◆ EXERCISE GOAL
Answer these questions about the forum thread on Dyson Logos's dungeon geomorphs:
1. How many maps had Dyson made when he took a break after six weeks?
2. How many of Dyson's tiles was Rob Lang's page using?
3. What maximum width and height can the DizzyDragon.net generator's maps reach?

◆ PAGE EXTRACT

=-=-=

# Mapping Resources > Reference Material >  Dyson Logos Dungeon Geomorphs....

## thebax2k

Dyson Logos, rpg blogger and fellow guild member, has been busy over the last few weeks.  He took it upon himself to create a random mapping system that will use at least 100 geomorphs that he has created.  He's currently taking a break after six weeks and 36-40 maps.  You can see his work at http://rpgcharacters.wordpress.com/ (as this thread gets older, go to the December 12, 2009 entry and work back from there).

Not only is the sheer volume of work amazing, but also what the community has done with it.  Another blogger, Reverend Keith, took Dyson's work and photoshopped up this megadungeon level:  http://i7.photobucket.com/albums/y27...rphDungeon.jpg.  

Rob Lang of the Free RPG Blog has gone one step further, he's created a webpage that takes Dyson's individual geomorphs and randomly creates maps out of it.  You can find it at: http://www.chomisis.net/dyson/  Just change the numbers at the top to generate a new map.  (He's currently using 30 of Dyson's tiles, I hope he updates the page to use all 36.)

Way to go Dyson and I look forward to seeing the project when all the tiles are complete.

----------


## thebax2k

As of 7/23/10, Dyson is taking another break after reaching more than 80 different geomorphs.  Leaf of DizzyDragon.net has taken Dyon's geomorphs and created another dungeon generator based on them at http://dizzydragon.net/MapGen/  The generator can create maps up to a maximum width of 12 geomorphs and a height of 9 geomorphs, so quick creation of even megadungeon levels is possible.

----------


## mearrin69

Pretty cool stuff. I somehow missed seeing this before. I like the sketchy/hatchy style of these.
M

----------


## ravells

very cool indeed!

----------

=-=-=

◆ Object point labels

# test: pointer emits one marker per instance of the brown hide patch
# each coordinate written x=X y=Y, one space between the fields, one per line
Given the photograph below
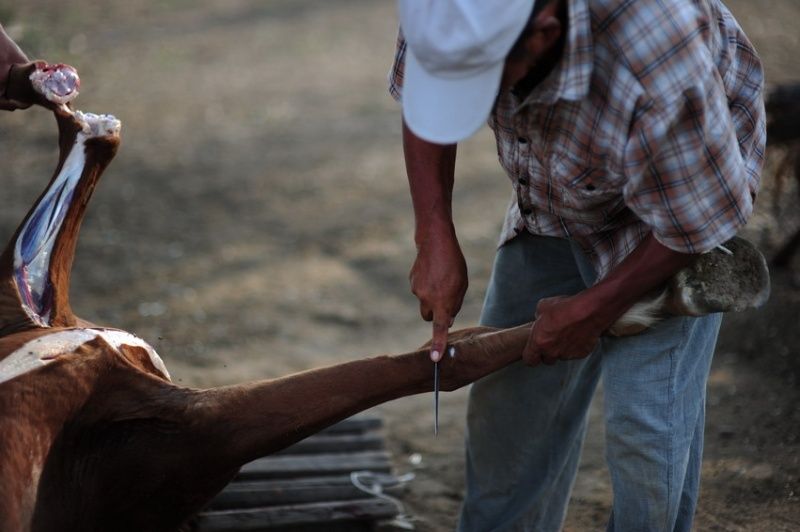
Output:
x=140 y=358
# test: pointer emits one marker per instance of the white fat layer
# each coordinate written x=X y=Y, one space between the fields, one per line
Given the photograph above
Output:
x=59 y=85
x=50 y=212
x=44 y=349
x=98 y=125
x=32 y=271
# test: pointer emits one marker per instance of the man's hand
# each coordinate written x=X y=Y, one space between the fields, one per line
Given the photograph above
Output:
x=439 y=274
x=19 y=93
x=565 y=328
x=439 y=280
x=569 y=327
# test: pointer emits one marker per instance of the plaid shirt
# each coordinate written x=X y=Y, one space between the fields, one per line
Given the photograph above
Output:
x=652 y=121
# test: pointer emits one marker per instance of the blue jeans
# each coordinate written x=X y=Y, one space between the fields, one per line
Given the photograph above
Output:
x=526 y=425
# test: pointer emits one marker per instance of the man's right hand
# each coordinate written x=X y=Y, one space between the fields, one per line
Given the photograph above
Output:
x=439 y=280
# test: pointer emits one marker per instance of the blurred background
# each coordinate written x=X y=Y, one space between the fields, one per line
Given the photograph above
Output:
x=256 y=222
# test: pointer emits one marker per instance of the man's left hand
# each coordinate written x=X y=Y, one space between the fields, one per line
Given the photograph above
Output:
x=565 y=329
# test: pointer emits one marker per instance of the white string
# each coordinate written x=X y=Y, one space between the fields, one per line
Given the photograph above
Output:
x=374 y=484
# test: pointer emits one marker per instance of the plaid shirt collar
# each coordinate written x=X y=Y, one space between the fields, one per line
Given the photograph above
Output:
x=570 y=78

=-=-=

◆ OUTPUT BELOW
1. 36-40 maps.
2. 30 tiles.
3. 12 geomorphs wide and 9 geomorphs high.